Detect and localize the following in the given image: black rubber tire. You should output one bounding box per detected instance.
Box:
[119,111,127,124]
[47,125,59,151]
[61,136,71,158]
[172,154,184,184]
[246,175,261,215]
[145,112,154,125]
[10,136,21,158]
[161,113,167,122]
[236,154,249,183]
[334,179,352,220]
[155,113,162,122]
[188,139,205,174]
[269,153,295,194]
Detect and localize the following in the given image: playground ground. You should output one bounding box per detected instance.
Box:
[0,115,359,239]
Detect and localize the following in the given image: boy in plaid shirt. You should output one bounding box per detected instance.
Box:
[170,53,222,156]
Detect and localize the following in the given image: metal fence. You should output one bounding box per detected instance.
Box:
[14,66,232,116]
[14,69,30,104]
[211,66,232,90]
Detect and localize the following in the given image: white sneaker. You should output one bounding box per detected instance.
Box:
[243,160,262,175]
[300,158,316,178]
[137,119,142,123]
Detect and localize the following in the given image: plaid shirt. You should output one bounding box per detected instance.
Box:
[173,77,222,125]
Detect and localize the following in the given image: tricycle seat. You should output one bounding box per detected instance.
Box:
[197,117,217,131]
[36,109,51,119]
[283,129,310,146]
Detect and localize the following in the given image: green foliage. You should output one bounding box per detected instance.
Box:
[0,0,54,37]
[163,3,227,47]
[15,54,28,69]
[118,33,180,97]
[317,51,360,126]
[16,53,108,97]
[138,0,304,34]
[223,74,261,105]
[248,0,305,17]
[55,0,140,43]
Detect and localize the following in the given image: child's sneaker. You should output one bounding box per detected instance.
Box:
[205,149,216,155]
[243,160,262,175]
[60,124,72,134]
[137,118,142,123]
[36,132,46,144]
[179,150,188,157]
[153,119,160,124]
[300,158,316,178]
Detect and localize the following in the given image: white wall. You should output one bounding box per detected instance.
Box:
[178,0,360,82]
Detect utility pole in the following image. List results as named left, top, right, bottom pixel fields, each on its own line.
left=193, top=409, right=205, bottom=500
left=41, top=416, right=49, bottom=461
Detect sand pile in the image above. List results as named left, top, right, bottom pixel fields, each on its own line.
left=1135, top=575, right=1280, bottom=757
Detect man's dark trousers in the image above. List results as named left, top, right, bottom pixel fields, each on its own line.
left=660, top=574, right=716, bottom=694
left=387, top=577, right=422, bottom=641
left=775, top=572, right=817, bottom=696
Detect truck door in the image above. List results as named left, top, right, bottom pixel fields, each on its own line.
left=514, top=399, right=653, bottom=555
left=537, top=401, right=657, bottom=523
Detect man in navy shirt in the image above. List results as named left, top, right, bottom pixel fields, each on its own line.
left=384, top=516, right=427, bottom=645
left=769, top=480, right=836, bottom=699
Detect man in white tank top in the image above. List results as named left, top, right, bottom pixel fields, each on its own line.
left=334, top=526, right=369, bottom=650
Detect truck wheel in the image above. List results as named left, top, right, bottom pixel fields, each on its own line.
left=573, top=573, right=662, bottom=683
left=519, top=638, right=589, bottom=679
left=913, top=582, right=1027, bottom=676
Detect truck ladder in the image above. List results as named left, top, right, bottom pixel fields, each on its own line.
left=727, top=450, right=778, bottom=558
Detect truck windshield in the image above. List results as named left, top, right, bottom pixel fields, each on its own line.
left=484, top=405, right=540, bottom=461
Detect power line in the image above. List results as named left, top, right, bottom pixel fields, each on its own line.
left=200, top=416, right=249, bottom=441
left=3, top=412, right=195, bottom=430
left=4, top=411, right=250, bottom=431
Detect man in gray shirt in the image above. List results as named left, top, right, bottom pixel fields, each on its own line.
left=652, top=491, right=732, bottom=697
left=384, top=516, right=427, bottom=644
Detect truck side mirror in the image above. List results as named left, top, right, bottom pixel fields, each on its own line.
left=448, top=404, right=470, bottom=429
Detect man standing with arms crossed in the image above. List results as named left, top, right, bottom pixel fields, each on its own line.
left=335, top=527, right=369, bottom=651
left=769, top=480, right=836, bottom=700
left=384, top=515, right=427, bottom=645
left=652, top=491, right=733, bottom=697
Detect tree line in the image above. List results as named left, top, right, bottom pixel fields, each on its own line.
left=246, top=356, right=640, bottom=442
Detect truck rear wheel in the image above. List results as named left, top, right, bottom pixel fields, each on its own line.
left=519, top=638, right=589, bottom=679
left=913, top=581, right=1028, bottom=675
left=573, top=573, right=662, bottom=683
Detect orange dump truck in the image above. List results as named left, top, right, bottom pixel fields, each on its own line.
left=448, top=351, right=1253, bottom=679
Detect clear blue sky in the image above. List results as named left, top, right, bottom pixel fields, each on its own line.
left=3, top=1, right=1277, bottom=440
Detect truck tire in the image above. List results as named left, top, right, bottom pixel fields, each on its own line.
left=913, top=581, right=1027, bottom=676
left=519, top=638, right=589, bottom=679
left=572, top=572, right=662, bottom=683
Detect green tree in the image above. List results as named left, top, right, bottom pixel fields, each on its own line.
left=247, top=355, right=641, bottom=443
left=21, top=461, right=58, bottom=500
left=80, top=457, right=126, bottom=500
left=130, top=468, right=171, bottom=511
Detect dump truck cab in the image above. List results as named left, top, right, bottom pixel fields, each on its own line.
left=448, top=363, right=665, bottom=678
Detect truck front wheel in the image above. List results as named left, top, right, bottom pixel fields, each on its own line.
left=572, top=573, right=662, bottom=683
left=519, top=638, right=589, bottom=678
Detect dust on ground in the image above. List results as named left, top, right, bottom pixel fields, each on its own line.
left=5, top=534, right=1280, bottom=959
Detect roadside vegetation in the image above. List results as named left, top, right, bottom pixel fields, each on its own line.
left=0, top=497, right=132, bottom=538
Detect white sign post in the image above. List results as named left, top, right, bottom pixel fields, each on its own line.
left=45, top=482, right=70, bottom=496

Problem to work on – Return the data above in full. Keep every line exactly as it is.

Answer space –
Detect and localize the following in the given image: black rubber tire. You should output one bounding box per detected instance.
Box:
[119,111,127,124]
[47,125,59,151]
[61,136,71,158]
[172,154,184,184]
[246,175,261,215]
[145,112,154,125]
[10,136,21,158]
[161,113,167,122]
[236,154,249,183]
[334,179,352,220]
[155,113,162,122]
[188,139,205,174]
[269,153,295,194]
Detect and localize the following in the given image: playground ground. You should output one bounding box per detected instance.
Box:
[0,115,359,239]
Detect and localize the following in the given image: boy in plaid shirt. You should output one bounding box per detected instance.
Box:
[170,53,222,156]
Detect and localize the following in the given image: metal fence. You should output one bounding box per detected instance.
Box:
[14,66,232,116]
[14,69,30,104]
[211,66,232,90]
Detect and localize the following in the given image: white sneaker. You should output one bounding box per detected instance.
Box:
[243,160,262,175]
[300,158,316,178]
[137,119,142,123]
Detect and localize the following in the given image: plaid shirt. You should output one bounding box per detected instance.
Box:
[173,77,222,125]
Detect and localize the following in the given image: tricycle seat. You should output one bounding box per detected instance.
Box:
[197,117,217,131]
[36,109,51,119]
[283,129,310,146]
Detect and localize the following in the given image: green foliage. You should output one bounding box per detected instance.
Box:
[0,0,54,37]
[163,3,227,47]
[15,54,28,69]
[118,33,180,97]
[317,51,360,126]
[16,53,108,97]
[138,0,304,34]
[223,74,261,105]
[248,0,305,17]
[55,0,140,43]
Detect and localize the following in the given image: child's sneaker. You should output one bounding box per detected instance.
Box:
[205,149,216,155]
[243,160,262,175]
[60,124,72,134]
[137,118,142,123]
[36,132,46,144]
[179,150,188,157]
[153,119,160,124]
[300,158,316,178]
Detect and localize the following in the given image: white wall. You should output one bounding box per detected instance.
Box:
[178,0,360,82]
Detect utility pole in the following image. List results as named left, top, right, bottom pixel fields, each on its own line.
left=193, top=409, right=205, bottom=500
left=41, top=416, right=49, bottom=461
Detect sand pile in the image above. List results as named left, top, right, bottom pixel fields, each on its own line.
left=1135, top=575, right=1280, bottom=757
Detect man's dark trousers in the image above. List results as named left, top, right, bottom pixel fields, each on its own line.
left=660, top=574, right=716, bottom=694
left=387, top=577, right=422, bottom=641
left=775, top=572, right=817, bottom=696
Detect truck door in the image above. List results as named left, top, right, bottom pixel fields, each on its own line.
left=514, top=399, right=653, bottom=555
left=537, top=401, right=657, bottom=523
Detect man in navy shirt in the image above. List results as named left, top, right, bottom pixel fields, each on its own line.
left=384, top=516, right=427, bottom=645
left=769, top=480, right=836, bottom=699
Detect man in white tank top in the image above. List results as named left, top, right, bottom pixel fields, each on its own line.
left=334, top=526, right=369, bottom=650
Detect truck wheel in the image above. List results as named left, top, right, bottom pixel fields, each on its own line.
left=573, top=573, right=662, bottom=683
left=519, top=638, right=589, bottom=679
left=913, top=582, right=1027, bottom=676
Detect truck ladder in the image above. List results as named left, top, right, bottom pixel fields, each on its own line.
left=727, top=450, right=778, bottom=558
Detect truck windshield in the image above. List results as named left, top, right, bottom pixel fields, each on its own line.
left=484, top=405, right=540, bottom=461
Detect power line in the image above. List results as named left, top, right, bottom pixel fields, each on its own line.
left=200, top=416, right=249, bottom=441
left=3, top=412, right=195, bottom=430
left=4, top=411, right=250, bottom=431
Detect man in gray shirt in the image above. List results as named left, top, right, bottom pixel fields, each on its own line.
left=652, top=491, right=732, bottom=697
left=384, top=516, right=427, bottom=644
Detect truck side mirror in the image above. List results as named left, top, right, bottom pixel fields, each on its own line.
left=448, top=404, right=470, bottom=429
Detect man standing with arms crossed in the image above. List results as named left, top, right, bottom pixel fields, each on its own line.
left=335, top=527, right=369, bottom=651
left=769, top=480, right=836, bottom=700
left=384, top=515, right=427, bottom=645
left=652, top=491, right=733, bottom=697
Detect tree line in the image above. List results as named left, top, right, bottom pixel fields, each on its own line.
left=246, top=356, right=640, bottom=442
Detect truck rear wheel in the image above. List results as named left, top, right, bottom pixel fields, each on its own line.
left=519, top=638, right=589, bottom=679
left=913, top=581, right=1028, bottom=675
left=573, top=573, right=662, bottom=683
Detect orange dump truck in the image above. List results as named left, top, right, bottom pixel fields, each on its own line.
left=448, top=351, right=1253, bottom=679
Detect clear blue sky in the image above. List results as named left, top, right, bottom pixel fields, each on its own line.
left=3, top=1, right=1277, bottom=440
Detect truck tire in the image above. List results as named left, top, right, bottom pixel fields, each on its own line.
left=913, top=581, right=1027, bottom=676
left=519, top=638, right=589, bottom=679
left=572, top=572, right=662, bottom=683
Detect green tree in the image above. List results as named left, top, right, bottom pixel fields, each on its own line.
left=247, top=355, right=641, bottom=443
left=21, top=461, right=58, bottom=500
left=80, top=457, right=126, bottom=500
left=130, top=468, right=171, bottom=511
Detect dump truck cab in the image above. List results as named left, top, right, bottom pixel fields, each on its own line.
left=448, top=363, right=665, bottom=678
Detect truck front wheel in the image above. List results as named left, top, right, bottom pixel fields, each on its own line.
left=572, top=573, right=662, bottom=683
left=519, top=638, right=589, bottom=678
Detect dust on ground in the image above. List results as named left, top, right, bottom pixel fields, each on its own line.
left=5, top=534, right=1280, bottom=959
Detect roadside vegetation in the image above. List results as named left, top, right, bottom pixel fields, each on its own line.
left=0, top=497, right=132, bottom=538
Detect white sign post in the image above. List results as named left, top, right, bottom pixel fields, each on its own line.
left=45, top=482, right=70, bottom=496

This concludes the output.